Part of a data file:
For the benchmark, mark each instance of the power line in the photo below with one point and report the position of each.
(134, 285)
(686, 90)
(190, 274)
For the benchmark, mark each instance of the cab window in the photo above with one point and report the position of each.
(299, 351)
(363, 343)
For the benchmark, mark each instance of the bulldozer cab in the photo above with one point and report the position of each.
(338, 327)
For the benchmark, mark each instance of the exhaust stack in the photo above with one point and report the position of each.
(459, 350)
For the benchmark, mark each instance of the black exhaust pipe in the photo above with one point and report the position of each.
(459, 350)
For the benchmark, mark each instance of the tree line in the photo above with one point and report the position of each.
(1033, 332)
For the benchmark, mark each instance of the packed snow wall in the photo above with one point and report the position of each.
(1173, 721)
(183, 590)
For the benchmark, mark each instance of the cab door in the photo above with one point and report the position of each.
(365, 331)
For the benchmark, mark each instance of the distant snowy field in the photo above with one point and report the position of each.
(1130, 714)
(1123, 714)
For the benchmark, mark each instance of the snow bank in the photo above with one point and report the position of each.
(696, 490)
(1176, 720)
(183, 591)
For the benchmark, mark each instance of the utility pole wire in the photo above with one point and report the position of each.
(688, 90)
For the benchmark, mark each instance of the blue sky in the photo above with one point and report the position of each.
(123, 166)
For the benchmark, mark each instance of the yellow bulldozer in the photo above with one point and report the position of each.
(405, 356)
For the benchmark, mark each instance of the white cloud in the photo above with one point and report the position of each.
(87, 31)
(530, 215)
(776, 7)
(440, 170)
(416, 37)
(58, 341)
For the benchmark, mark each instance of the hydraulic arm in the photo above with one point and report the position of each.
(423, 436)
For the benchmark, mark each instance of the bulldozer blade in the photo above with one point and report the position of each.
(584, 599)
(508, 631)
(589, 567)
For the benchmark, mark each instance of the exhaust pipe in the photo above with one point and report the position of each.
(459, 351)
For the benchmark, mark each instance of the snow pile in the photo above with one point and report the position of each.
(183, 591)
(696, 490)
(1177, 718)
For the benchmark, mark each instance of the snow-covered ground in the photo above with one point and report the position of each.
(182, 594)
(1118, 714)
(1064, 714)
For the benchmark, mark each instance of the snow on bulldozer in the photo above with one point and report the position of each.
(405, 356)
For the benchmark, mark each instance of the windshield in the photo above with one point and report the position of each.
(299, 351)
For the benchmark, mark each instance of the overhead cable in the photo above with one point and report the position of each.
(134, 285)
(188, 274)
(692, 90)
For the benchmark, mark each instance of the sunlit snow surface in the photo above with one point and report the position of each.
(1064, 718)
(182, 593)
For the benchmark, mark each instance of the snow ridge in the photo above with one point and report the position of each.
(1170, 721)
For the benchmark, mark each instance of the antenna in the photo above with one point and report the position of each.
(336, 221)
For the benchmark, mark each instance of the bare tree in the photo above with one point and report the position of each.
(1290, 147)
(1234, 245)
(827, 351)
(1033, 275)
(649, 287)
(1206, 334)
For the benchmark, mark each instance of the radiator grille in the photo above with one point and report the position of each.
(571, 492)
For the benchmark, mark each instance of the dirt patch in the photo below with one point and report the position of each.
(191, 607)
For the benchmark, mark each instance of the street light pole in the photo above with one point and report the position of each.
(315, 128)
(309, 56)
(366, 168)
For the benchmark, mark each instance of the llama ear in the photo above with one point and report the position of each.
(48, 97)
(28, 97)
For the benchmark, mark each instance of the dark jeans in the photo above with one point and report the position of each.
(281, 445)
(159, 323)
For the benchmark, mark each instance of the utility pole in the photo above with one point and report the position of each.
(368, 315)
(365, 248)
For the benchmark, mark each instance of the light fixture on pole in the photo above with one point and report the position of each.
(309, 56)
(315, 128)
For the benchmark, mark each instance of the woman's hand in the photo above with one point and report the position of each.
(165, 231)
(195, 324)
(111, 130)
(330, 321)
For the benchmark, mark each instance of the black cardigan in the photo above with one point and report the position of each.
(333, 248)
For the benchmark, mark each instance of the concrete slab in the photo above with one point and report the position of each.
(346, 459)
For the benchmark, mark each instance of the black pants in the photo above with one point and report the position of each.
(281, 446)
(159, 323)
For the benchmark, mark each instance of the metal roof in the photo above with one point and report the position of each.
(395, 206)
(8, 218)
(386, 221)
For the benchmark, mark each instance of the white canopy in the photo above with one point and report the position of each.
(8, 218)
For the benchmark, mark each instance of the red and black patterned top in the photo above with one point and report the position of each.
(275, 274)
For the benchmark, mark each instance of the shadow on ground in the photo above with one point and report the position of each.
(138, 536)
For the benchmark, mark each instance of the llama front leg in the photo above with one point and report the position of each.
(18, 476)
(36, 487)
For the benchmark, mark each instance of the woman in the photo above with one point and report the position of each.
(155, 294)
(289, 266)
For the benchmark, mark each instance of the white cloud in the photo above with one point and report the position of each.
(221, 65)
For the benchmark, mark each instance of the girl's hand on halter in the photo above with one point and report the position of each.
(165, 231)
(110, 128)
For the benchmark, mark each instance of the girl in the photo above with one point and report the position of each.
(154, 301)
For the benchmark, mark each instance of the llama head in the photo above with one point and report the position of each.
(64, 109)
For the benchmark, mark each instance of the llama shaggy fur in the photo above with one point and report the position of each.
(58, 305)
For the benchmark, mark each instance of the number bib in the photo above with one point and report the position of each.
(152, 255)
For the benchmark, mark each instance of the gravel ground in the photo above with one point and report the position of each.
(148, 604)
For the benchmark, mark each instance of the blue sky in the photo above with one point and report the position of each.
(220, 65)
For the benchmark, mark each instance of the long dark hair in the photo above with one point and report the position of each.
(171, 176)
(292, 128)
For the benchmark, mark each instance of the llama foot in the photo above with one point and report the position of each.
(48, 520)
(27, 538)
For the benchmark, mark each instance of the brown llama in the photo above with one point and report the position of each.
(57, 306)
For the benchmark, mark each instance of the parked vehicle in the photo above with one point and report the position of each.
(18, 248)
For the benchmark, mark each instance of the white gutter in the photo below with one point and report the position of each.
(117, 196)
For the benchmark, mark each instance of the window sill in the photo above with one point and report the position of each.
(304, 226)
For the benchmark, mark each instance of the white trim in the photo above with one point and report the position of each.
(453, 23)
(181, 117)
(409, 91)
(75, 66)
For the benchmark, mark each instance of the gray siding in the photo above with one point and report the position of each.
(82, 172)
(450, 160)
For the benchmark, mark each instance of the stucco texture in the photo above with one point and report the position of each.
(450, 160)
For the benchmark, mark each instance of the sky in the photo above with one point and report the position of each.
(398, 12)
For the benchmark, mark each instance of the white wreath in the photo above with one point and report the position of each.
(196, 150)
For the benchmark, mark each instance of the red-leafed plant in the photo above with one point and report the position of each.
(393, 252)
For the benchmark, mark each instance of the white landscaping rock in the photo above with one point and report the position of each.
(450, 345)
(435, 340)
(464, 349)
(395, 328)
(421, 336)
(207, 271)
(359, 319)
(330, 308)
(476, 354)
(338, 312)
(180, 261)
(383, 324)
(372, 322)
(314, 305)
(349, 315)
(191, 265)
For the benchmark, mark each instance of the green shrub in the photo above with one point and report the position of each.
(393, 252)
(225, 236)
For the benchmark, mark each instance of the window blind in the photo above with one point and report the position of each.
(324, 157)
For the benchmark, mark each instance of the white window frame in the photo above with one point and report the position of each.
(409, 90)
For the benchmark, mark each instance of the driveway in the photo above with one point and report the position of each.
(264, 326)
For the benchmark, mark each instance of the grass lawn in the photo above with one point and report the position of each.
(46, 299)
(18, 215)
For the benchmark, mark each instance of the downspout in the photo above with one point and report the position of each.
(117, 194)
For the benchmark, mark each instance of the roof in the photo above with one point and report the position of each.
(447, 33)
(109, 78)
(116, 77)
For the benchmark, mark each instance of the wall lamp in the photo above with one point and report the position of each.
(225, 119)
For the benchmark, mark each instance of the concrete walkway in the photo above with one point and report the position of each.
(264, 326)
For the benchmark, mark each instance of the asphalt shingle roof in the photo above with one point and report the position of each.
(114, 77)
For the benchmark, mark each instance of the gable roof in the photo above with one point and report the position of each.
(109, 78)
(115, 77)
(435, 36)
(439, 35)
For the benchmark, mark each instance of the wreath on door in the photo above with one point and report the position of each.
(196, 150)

What you are asked to do: Starting at the line that contains "For the benchmark, mark each instance of the concrete walkway", retype each line through the end of the listing above and nothing else.

Solved problem:
For the benchmark, mark each instance of the concrete walkway in the photo above with one point and report the position of each.
(264, 326)
For the benchmark, mark each instance of the asphalt shingle roof in the photo above with one point and report the position of each.
(114, 77)
For the benchmark, mark each instance of the gable roof in the photo above with one point and report the position of each.
(109, 78)
(115, 77)
(435, 36)
(439, 35)
For the benchmark, mark each instance of the wreath on door in the photo above with one point and report the position of each.
(196, 150)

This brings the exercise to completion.